=== Text ===
--- Begin ---

**What will be offered?**

Classes will be on Tuesday and Thursdays, for an hour and a half, more or less, each session, totaling more than 80 hours of instruction for the school year. Algebra, Algebra 2, and Geometry will be offered. We will meet online using WebEx (see The Online Virtual Classroom for information about WebEx), but you have the option of watching recorded classes on your computer and at your convenience. With interest, we will also hold classes in Arithmetic, Precalculus, Calculus, Probability and Statistics, Physics, Chemistry or SAT/ACT Prep.

**When will classes be? **

Classes start in mid-September, but you are welcome to drop in for the second semester, starting in January 2014.

Geometry will be offered Tu and Th from 9:00 AM till 10:30 AM, CST;

Algebra 1 will be Tu and Th from 11:00 AM till 12:30 PM, CST;

Algebra 2 will be Tu and Th from 1:00 till 2:30 PM, CST.

--- End ---

Items listed in a dataset:
--- Begin ---

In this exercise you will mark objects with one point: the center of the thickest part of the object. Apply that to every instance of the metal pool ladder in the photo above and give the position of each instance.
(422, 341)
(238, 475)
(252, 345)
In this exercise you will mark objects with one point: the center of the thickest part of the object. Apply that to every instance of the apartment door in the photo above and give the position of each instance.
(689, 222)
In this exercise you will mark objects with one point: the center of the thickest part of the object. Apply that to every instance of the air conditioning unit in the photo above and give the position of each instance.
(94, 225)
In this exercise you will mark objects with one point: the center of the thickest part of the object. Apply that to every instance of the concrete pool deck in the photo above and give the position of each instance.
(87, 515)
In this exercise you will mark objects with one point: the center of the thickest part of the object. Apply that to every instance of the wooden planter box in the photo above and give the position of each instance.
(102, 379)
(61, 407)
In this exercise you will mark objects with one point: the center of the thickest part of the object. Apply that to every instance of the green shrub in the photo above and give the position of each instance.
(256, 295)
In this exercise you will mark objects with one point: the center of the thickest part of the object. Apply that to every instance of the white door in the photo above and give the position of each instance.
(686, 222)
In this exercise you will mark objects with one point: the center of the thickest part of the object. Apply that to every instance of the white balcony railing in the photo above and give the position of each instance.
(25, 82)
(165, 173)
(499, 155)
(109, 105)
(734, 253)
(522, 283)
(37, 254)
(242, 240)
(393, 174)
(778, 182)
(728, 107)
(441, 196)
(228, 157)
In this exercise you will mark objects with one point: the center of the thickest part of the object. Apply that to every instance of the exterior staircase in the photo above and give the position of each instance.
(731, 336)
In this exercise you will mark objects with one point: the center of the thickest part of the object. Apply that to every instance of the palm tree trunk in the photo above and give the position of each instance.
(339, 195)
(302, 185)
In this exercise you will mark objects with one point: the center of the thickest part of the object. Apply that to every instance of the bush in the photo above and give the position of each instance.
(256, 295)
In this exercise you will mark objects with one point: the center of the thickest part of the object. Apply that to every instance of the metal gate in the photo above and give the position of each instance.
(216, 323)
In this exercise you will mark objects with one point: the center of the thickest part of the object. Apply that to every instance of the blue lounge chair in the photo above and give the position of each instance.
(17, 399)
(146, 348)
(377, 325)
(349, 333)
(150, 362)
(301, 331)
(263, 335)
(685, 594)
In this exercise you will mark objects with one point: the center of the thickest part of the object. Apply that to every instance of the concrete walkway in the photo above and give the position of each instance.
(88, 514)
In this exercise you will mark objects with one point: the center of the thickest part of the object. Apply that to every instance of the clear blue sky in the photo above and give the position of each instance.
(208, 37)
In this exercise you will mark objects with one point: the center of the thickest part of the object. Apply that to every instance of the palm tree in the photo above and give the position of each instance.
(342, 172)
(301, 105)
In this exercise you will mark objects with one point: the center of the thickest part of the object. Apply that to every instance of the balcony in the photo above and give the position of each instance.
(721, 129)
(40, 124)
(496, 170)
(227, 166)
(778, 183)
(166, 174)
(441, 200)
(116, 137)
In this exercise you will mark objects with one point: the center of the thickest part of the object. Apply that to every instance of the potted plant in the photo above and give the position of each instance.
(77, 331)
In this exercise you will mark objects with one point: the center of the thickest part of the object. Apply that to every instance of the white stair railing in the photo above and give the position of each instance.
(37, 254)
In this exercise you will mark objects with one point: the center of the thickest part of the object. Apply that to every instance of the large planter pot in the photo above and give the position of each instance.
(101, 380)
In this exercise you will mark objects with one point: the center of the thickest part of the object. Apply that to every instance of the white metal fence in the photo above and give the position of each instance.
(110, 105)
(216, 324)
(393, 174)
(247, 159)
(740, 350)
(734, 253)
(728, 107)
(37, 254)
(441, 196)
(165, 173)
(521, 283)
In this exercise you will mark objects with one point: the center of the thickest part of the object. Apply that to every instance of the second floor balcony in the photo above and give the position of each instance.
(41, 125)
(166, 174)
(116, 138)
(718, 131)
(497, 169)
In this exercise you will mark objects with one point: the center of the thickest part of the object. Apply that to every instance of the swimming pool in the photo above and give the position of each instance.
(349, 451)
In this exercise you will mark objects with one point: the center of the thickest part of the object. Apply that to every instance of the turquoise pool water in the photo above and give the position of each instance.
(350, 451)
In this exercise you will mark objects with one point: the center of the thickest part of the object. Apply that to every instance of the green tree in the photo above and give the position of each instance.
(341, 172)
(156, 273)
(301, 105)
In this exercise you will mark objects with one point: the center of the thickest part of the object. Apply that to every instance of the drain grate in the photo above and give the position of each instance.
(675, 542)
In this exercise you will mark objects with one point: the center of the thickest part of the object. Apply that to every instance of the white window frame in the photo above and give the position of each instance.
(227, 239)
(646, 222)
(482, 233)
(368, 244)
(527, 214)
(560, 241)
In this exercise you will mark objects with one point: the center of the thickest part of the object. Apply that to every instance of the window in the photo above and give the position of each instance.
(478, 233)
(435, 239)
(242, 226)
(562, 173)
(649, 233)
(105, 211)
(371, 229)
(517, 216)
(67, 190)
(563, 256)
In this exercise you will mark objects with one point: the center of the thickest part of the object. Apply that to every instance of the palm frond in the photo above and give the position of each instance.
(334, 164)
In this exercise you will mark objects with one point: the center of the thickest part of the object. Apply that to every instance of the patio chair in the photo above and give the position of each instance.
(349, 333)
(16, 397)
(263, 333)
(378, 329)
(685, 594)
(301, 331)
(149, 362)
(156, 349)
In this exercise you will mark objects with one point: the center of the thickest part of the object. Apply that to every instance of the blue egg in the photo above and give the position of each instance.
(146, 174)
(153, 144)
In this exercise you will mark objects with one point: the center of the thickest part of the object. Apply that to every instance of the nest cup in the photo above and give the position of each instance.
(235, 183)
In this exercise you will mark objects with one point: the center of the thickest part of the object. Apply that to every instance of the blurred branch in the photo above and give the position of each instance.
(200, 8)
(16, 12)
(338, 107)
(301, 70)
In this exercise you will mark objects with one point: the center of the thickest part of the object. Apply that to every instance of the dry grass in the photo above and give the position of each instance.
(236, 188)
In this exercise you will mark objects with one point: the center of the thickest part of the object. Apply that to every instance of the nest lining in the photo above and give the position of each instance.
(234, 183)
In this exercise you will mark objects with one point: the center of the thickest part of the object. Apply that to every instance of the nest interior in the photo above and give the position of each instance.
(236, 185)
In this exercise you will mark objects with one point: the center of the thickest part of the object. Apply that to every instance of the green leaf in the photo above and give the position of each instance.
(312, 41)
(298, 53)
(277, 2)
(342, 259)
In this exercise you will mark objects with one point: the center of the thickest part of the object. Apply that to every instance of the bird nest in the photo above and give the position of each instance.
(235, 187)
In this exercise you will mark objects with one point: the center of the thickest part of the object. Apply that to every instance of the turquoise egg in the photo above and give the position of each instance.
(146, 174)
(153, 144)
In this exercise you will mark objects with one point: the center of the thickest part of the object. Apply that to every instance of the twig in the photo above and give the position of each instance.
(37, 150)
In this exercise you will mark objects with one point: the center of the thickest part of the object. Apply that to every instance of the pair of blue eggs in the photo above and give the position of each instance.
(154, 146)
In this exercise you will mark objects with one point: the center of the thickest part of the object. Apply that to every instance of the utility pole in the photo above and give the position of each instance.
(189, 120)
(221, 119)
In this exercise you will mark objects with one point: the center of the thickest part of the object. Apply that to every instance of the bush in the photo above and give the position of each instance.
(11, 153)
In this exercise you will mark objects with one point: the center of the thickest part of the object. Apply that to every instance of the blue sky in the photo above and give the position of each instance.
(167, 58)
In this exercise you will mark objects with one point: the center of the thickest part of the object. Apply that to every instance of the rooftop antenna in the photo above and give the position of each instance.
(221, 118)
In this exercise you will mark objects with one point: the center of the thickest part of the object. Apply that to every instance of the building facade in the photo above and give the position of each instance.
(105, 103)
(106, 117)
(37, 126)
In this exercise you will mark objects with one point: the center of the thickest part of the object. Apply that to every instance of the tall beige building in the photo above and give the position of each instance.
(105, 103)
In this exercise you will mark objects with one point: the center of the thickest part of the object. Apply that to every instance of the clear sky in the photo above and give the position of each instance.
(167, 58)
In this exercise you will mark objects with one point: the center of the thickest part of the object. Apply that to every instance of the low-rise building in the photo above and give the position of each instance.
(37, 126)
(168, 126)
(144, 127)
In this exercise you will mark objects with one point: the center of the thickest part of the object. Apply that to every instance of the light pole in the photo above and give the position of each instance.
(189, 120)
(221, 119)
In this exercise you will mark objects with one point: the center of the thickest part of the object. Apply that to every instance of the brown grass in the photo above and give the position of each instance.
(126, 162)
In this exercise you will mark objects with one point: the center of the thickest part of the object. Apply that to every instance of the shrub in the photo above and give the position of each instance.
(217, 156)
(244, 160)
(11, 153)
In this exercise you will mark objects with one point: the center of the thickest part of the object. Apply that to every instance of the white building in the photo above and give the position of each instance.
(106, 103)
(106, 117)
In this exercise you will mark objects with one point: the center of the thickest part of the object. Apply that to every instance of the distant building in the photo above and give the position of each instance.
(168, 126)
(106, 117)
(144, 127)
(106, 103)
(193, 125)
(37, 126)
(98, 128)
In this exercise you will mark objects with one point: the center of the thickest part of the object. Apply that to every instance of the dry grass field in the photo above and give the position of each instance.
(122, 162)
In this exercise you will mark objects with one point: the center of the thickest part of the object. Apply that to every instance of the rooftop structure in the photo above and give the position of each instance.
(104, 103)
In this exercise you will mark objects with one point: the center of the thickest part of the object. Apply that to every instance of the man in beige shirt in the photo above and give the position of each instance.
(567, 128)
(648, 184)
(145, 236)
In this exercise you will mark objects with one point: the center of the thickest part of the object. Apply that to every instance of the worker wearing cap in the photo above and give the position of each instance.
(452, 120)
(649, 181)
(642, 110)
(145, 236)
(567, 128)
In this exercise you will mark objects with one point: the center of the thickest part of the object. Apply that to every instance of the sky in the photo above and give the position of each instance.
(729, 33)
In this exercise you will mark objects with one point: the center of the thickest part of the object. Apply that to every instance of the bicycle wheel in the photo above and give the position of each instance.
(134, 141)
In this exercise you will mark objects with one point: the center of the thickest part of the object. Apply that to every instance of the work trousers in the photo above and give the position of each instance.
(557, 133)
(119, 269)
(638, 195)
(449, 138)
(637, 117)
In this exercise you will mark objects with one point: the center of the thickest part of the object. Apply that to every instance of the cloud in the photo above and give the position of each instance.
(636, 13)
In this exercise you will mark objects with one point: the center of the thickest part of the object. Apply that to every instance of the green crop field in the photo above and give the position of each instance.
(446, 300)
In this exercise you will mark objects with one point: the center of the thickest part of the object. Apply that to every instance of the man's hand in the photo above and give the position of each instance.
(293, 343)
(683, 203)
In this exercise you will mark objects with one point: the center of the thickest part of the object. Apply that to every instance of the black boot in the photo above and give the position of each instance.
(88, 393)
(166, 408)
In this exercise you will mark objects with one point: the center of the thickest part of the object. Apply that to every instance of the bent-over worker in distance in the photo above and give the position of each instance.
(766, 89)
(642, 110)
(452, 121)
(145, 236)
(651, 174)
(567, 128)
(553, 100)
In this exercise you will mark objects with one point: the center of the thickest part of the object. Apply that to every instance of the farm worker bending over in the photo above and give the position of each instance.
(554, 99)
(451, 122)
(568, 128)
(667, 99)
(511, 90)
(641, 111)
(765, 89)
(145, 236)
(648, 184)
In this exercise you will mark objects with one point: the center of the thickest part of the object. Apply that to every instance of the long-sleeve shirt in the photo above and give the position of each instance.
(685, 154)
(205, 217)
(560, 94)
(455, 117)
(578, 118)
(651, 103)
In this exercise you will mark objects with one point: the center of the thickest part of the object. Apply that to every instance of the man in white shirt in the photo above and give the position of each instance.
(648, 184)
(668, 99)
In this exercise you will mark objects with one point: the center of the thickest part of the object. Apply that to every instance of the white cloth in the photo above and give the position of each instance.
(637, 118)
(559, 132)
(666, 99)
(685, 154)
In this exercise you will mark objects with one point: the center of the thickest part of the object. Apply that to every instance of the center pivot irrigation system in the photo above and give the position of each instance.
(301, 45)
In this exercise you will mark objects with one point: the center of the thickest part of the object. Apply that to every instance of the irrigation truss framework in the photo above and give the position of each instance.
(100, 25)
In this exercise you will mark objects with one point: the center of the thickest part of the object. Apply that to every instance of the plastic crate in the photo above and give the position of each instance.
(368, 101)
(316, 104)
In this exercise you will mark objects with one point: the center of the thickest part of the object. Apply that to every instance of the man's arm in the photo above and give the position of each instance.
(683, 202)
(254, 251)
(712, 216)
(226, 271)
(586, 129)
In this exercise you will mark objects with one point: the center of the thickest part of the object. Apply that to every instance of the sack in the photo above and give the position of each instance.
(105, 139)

--- End ---

=== What to work on ===
(a) Answer these questions from the online math class announcement above:
(i) Which online platform will the classes use to meet?
(ii) In what month and year does the second semester begin?
(iii) At what times is Algebra 1 held?
(b) Translate this sentence from the online math class announcement into Spanish: "Classes start in mid-September, but you are welcome to drop in for the second semester, starting in January 2014."
(c) Extend the online math class announcement with a few more sentences, picking up after its last line.

=== Solved problems ===
(a)
(i) WebEx
(ii) January 2014
(iii) Tuesdays and Thursdays from 11:00 AM to 12:30 PM, CST

(b) Las clases comienzan a mediados de septiembre, pero usted puede incorporarse en el segundo semestre, que empieza en enero de 2014.

(c)
Other classes will be later in the day on TuTh, or be on MW. *Note that times given are CST; make adjustments for your time zone as necessary. ** *

**Course description:** we will cover the concepts of algebra with stress on how we know things and on practical application, which are the more important things to get out of algebra. Learning derivations and explanations of algebraic concepts teaches us how to reason and gives us confidence in our ability to understand; not learning the derivations and explanations short-circuits the mind, keeps students from developing the ability to think critically, intelligently, and imaginatively, and stifles their self-confidence. We will cover the real numbers, algebraic expressions, linear equations in one and two variables, systems of equations, inequalities, polynomials, functions, exponents, powers, roots, quadratic equations, rational expressions/equations, radical expressions/equations, and graphing. Time permitting, maybe also other topics like the conic sections, exponential functions, logarithmic functions, probability and statistics.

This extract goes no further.